START PROVIDED TEXT

In the world of cats, in Japan, there are two competing forces. One is a veneer over the other. The veneer is the cuteness culture for which the Japanese have a specific name ‘Kawaii’. The Japanese love cute things and that attitude applies to the selection of the kind of cat that they wish to adopt.
Favorite breeds for Japanese
The most popular cat breed – and probably domestic cat in general, whether a breed or non-purebred – is the Scottish Fold. This is a cat which has flattened ear flaps due to a cartilage problem and which gives the cat a rounded baby face. A face that is cute. Roundness equates with baby face.
The second most popular cat breed according to the Japanese website Nippon.com is the Munchkin. This is a dwarf cat. In fact, it is the foundation breed for all dwarf cat breeds. They have short legs and normal-sized bodies. They, too, are cute cats.
But there are lots of ugly things behind this veneer of cuteness, and they have to be mentioned.
Firstly, the Scottish Fold has an inherited genetic health condition which not only folds the ear flaps to the skull (in the best examples) but which also causes cartilage problems in other parts of the body which can cripple the cat. The recessive genetic mutation causes the cartilage to lose its stiffness. The breeders try to avoid this through careful selective breeding, but it is the kind of problem which the Germans would describe as “torture breeding” (Qualzucht). They’ve banned the cat in their country.

END PROVIDED TEXT
START SUPPLIED DATA

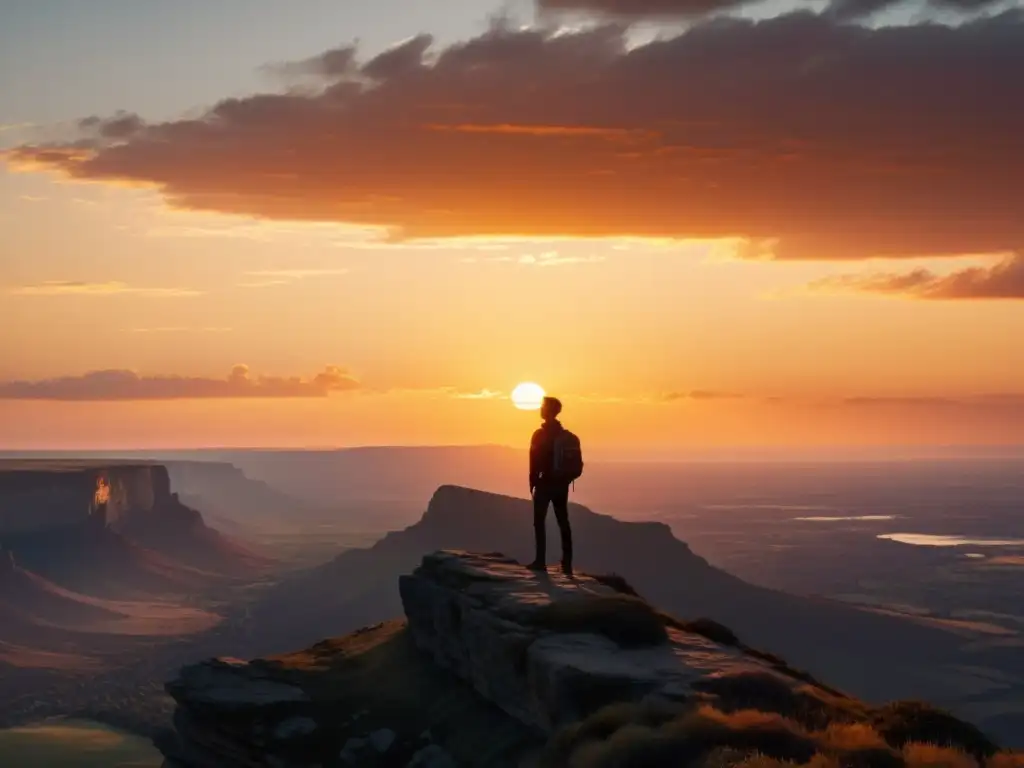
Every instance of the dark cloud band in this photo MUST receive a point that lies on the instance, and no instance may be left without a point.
(808, 137)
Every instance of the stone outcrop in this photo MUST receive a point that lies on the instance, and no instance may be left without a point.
(491, 659)
(37, 496)
(549, 649)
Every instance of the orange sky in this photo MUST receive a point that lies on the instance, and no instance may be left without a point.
(686, 261)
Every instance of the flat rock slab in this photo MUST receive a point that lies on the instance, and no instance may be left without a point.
(484, 617)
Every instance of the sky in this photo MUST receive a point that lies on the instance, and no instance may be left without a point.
(701, 223)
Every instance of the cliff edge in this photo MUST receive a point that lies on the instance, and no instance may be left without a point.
(499, 666)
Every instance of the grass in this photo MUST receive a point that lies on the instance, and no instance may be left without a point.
(755, 719)
(638, 735)
(376, 678)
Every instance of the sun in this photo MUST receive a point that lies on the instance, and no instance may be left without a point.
(527, 396)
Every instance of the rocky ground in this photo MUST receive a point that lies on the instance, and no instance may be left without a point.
(497, 666)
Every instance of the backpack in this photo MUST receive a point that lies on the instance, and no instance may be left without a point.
(566, 462)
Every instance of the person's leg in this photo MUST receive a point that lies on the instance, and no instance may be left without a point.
(541, 501)
(560, 501)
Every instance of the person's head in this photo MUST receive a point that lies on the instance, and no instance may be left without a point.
(550, 408)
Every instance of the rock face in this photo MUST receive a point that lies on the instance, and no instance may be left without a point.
(56, 510)
(491, 659)
(546, 648)
(38, 496)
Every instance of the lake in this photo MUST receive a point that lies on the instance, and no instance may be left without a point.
(76, 743)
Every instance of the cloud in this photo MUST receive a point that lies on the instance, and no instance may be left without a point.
(632, 10)
(79, 288)
(800, 136)
(637, 9)
(178, 330)
(1005, 280)
(128, 385)
(270, 278)
(483, 394)
(700, 394)
(547, 258)
(999, 400)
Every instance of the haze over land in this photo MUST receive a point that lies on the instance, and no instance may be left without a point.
(731, 251)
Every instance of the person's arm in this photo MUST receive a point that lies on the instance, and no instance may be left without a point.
(536, 445)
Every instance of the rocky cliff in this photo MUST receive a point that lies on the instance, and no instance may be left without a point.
(42, 495)
(499, 666)
(55, 513)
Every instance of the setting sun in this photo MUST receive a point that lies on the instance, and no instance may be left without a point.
(527, 396)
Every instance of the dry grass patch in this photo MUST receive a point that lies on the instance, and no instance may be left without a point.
(905, 722)
(700, 736)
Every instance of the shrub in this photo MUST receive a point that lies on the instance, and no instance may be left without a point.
(930, 756)
(903, 722)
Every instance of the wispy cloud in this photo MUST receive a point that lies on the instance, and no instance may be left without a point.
(177, 330)
(1004, 280)
(270, 278)
(546, 258)
(128, 385)
(701, 394)
(113, 288)
(483, 394)
(602, 135)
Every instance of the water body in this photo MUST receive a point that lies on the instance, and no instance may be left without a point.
(75, 743)
(928, 540)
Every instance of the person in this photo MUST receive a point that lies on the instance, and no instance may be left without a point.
(555, 461)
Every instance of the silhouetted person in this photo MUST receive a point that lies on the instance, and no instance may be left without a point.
(555, 461)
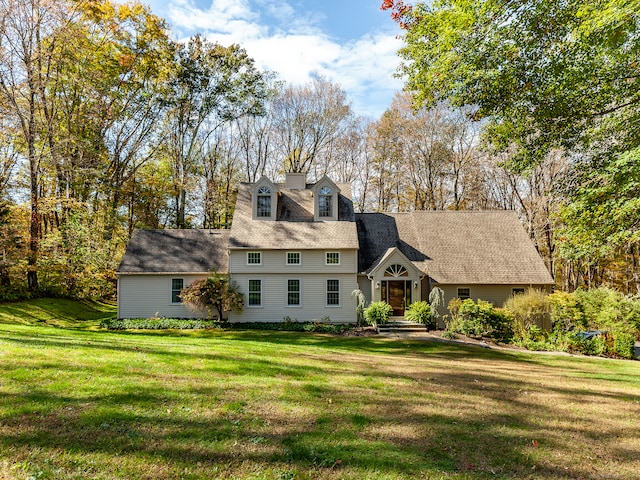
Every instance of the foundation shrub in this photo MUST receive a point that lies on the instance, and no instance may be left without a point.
(479, 319)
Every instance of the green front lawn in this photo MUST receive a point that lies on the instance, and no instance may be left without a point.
(83, 403)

END SUPPLIED DATA

**BRIEF A**
In one to three sentences, explain why the text on cats in Japan says the Scottish Fold has a cute face.
**BRIEF B**
Please resume the text on cats in Japan, starting right after its final sentence.
The entries above are not needed for what follows.

**TASK OUTPUT A**
The Scottish Fold's ear flaps are flattened by a cartilage problem, and this gives the cat a rounded baby face. The text equates roundness with a baby face, which makes the face cute.

**TASK OUTPUT B**
And dwarf cats have inherited two health problems as well: pectus excavatum and lordosis. So, you can see all is not rosy in the cat world garden in Japan.
The ugly kitten and puppy mills of Japan
However, it is worse than that. The Asahi Simbun website have a disturbing article dated April 21, 2020 concerning the breeding of cats and dogs to supply the burgeoning pet market in Japan.
They refer to a survey which found that “tens of thousands of dogs and cats die annually at pet shops and breeding facilities across Japan due to poor sanitation, neglect and illness”.
In a single year (2018), one average three percent of the kittens and puppies bred for sale, which in numbers translates to 26,249 animals, did not survive. This number can be broken down to 19,763, or 2.8 percent, of dogs and 6,486, or 3.2 percent of cats. This is up by 1,778 over 2017.
Over the past five years the number of unnecessary deaths through poor and neglectful breeding amounts to 120,000 individuals.
A veterinarian and researcher at the Japan Animal Welfare Society, Nai Machiya, said: “There are major concerns that agencies breeding cats and dogs are not given sufficient consideration to creating the right environment to raise them”.
It appears that the problem is due to lax law enforcement. The law requires that breeders report to the local authorities the number of dogs and cats that they create, sell and deliver as well as the number of deaths.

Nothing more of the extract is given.